* TASK TO COMPLETE: The task calls for each record to be given again exactly.

* SUPPLIED ENTRIES:
__________

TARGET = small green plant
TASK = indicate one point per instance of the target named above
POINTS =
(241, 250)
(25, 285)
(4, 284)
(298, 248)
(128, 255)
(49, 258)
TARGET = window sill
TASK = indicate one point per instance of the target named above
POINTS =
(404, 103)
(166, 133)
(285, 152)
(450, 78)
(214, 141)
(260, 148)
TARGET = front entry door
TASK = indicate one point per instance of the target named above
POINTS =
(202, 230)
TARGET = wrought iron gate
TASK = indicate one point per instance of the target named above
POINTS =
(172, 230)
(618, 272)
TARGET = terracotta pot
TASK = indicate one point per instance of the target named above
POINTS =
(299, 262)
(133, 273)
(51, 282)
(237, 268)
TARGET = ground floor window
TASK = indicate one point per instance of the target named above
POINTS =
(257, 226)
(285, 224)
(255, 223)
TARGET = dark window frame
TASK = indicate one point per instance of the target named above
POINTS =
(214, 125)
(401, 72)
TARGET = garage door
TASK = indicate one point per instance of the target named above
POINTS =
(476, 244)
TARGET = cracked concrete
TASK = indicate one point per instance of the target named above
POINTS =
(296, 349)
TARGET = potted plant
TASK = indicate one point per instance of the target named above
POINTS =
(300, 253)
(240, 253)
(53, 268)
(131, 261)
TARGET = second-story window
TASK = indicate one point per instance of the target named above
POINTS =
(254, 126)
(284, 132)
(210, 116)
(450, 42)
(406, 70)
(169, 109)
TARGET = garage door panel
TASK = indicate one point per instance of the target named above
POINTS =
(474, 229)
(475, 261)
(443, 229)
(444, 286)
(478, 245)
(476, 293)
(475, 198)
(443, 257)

__________

* SOLUTION FOR THIS PROBLEM:
TARGET = small green plant
TASK = indicate one point per instance of the target named above
POINTS =
(241, 250)
(25, 285)
(4, 284)
(298, 248)
(128, 255)
(49, 258)
TARGET = window sill
TASK = indicate one point per instance of the target named above
POINTS =
(404, 103)
(166, 133)
(285, 152)
(450, 78)
(214, 141)
(260, 148)
TARGET = front entry door
TASK = indicate one point per instance of the target named above
POINTS =
(202, 230)
TARGET = wrought iron gate
TASK = indicate one point per instance of the target named above
POINTS =
(172, 230)
(618, 272)
TARGET = terracotta pot
TASK = indicate one point per instance of the target named above
POINTS =
(299, 262)
(133, 273)
(51, 282)
(237, 268)
TARGET = ground floor window
TASK = indicate one point per instance of the target named above
POINTS =
(257, 226)
(285, 224)
(255, 223)
TARGET = dark window frame
TASK = indicate one point per instance of the target named above
POINTS =
(214, 125)
(401, 72)
TARGET = garage door
TASK = indicate one point per instance of the target named above
POINTS =
(476, 244)
TARGET = cracked concrete
TASK = indicate one point per instance of the target named above
POINTS =
(296, 349)
TARGET = potted plant
TASK = indicate one point per instance of the target named above
POINTS =
(300, 253)
(240, 253)
(53, 268)
(131, 261)
TARGET = second-story window
TASK = indicate one point per instance of the target named above
POINTS =
(254, 126)
(284, 132)
(210, 116)
(450, 42)
(406, 70)
(169, 109)
TARGET = garage door panel
TASK = indicate one point per instance of the target named above
POINTS =
(474, 229)
(475, 261)
(443, 229)
(444, 286)
(478, 245)
(476, 293)
(475, 198)
(443, 257)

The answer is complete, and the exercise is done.